→ **Selected extract**
== Segment start ==
But certainly the new starting quarterback helped changed the vibe Sunday for a team desperate for an injection of something different and fresh.
Team owner Bud Adams, who famously proclaimed “VY is my guy” when the team drafted Young in 2006, beamed in the locker room after the game while dodging a question about whether he was responsible for the swap of Young for former starter Kerry Collins. (He was.)
“He kind of proved today he can do it,” Adams said.
Teammates pointed to the boost Young provided against the Jaguars (3-4).
“He managed the game well,” guard Jake Scott said. “He did a great job, he was poised and collected and he made the plays when he had to and when the plays weren’t there to make he just got rid of the ball or scrambled and got down.”
Said nickelback Vincent Fuller: “He brought a new energy back there in the backfield. He played fast, he played to his strengths. He’s a mobile quarterback who can get to different places in the pocket and he always adds that extra threat.”
Players and a scout I prodded said things were not simplified or stripped down, but they seemed that way. I felt like Young’s insertion into the lineup necessitated a simplicity that was good for a team that needed to get back to basics.
== Segment end ==
→ **Information shown**
== Segment start ==
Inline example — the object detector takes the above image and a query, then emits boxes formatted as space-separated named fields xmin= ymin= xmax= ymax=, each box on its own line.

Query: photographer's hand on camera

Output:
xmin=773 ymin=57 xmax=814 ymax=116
== Segment end ==
→ **Problem**
Copy out the full passage on Young's first start at quarterback, word for word from its first sentence to its last.

→ **Result of the exercise**
But certainly the new starting quarterback helped changed the vibe Sunday for a team desperate for an injection of something different and fresh.
Team owner Bud Adams, who famously proclaimed “VY is my guy” when the team drafted Young in 2006, beamed in the locker room after the game while dodging a question about whether he was responsible for the swap of Young for former starter Kerry Collins. (He was.)
“He kind of proved today he can do it,” Adams said.
Teammates pointed to the boost Young provided against the Jaguars (3-4).
“He managed the game well,” guard Jake Scott said. “He did a great job, he was poised and collected and he made the plays when he had to and when the plays weren’t there to make he just got rid of the ball or scrambled and got down.”
Said nickelback Vincent Fuller: “He brought a new energy back there in the backfield. He played fast, he played to his strengths. He’s a mobile quarterback who can get to different places in the pocket and he always adds that extra threat.”
Players and a scout I prodded said things were not simplified or stripped down, but they seemed that way. I felt like Young’s insertion into the lineup necessitated a simplicity that was good for a team that needed to get back to basics.